_Task directions_. Output, word for word, the portion of the Brexit negotiators text starting at "Mario Draghi, President" and ending at "during the Brexit negotiations.".

--- Exercise text Enclosed Below ---

Mark Carney, Governor of the Bank of England and Chairman of the Financial Stability Board
Mark Carney will set policy for the Bank of England and will attempt to mitigate shocks to the UK economy throughout the negotiations (his term was recently extended until mid-2019).
Jean-Claude Juncker, President of the European Commission
Jean-Claude Juncker will head the European Commission and will set policy for the EU in the Brexit negotiations
Michel Barnier, Chief EU Negotiator
Michael Barnier, former-European Commissioner for Internal Market and Services, will lead the Brexit negotiations for the EU.
Didier Seeuws, Official Negotiator for European Council
Didier Seeuws will lead a “Brexit taskforce” of EU negotiators that will focus on technical issues of the treaty negotiations.
Guy Verhofstadt, Member of the European Parliament and European Parliament Brexit Negotiator
Guy Verhofstadt will represent the European Parliament in the Brexit negotiations.
Mario Draghi, President of the European Central Bank
Mario Draghi and the European Central Bank will likely act in an advisory capacity for the EU during the Brexit negotiations.
Considering Hillary Clinton’s and Donald Trump’s opposing views on the government’s role in the financial system, the outcome of the U.S. election will likely impact the ongoing global regulatory tension between market-based capitalism and state-based corporatism. Moreover, the U.S. plays a key role on such international bodies as the G20, the Financial Stability Board (“FSB”), International Organization of Securities Commissions, and Basel Committee on Banking Supervision, which will serve as echo chambers as the new bilateral and multilateral agreements are negotiated.

--- End of Enclosed Exercise text ---
--- Data extracts Enclosed Below ---

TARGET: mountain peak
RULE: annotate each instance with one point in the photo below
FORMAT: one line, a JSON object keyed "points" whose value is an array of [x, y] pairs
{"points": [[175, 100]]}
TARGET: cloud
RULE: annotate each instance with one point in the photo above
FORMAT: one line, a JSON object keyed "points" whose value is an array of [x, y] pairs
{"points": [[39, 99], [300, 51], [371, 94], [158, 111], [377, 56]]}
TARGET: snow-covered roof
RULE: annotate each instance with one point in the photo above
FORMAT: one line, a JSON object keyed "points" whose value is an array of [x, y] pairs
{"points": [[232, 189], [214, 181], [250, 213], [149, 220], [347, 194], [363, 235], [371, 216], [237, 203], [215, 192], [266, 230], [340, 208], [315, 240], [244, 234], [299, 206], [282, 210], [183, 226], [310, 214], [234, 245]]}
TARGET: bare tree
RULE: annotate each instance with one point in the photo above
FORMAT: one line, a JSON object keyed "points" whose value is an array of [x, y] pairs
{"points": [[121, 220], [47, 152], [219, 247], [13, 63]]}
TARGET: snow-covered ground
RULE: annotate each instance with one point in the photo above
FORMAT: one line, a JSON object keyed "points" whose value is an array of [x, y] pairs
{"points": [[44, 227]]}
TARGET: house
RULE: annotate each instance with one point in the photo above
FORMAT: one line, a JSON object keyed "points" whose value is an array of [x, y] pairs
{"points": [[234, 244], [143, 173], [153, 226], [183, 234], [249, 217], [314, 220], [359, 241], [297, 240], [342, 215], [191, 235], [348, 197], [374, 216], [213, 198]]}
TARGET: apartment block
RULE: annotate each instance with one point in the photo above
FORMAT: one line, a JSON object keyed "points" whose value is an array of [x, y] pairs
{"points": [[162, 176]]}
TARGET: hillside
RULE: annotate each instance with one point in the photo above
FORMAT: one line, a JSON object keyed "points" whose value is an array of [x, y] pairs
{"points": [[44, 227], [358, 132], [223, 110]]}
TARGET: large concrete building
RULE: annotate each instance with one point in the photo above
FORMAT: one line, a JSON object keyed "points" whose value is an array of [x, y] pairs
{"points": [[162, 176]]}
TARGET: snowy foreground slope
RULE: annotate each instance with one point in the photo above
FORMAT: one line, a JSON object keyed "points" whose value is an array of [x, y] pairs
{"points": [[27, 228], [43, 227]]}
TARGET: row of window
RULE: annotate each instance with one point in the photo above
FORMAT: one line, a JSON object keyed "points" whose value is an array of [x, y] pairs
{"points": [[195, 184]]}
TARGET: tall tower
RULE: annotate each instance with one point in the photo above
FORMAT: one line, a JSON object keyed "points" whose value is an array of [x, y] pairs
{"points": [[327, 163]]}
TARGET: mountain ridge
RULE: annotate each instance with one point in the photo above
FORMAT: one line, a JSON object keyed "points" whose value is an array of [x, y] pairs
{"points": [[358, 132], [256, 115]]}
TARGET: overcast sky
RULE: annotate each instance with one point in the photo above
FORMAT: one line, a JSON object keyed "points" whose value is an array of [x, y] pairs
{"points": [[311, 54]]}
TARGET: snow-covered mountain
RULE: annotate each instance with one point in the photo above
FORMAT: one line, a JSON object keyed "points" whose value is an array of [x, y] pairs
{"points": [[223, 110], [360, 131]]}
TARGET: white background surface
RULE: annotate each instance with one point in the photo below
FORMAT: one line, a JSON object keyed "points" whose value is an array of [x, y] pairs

--- End of Enclosed Data extracts ---

_Solution_.
Mario Draghi, President of the European Central Bank
Mario Draghi and the European Central Bank will likely act in an advisory capacity for the EU during the Brexit negotiations.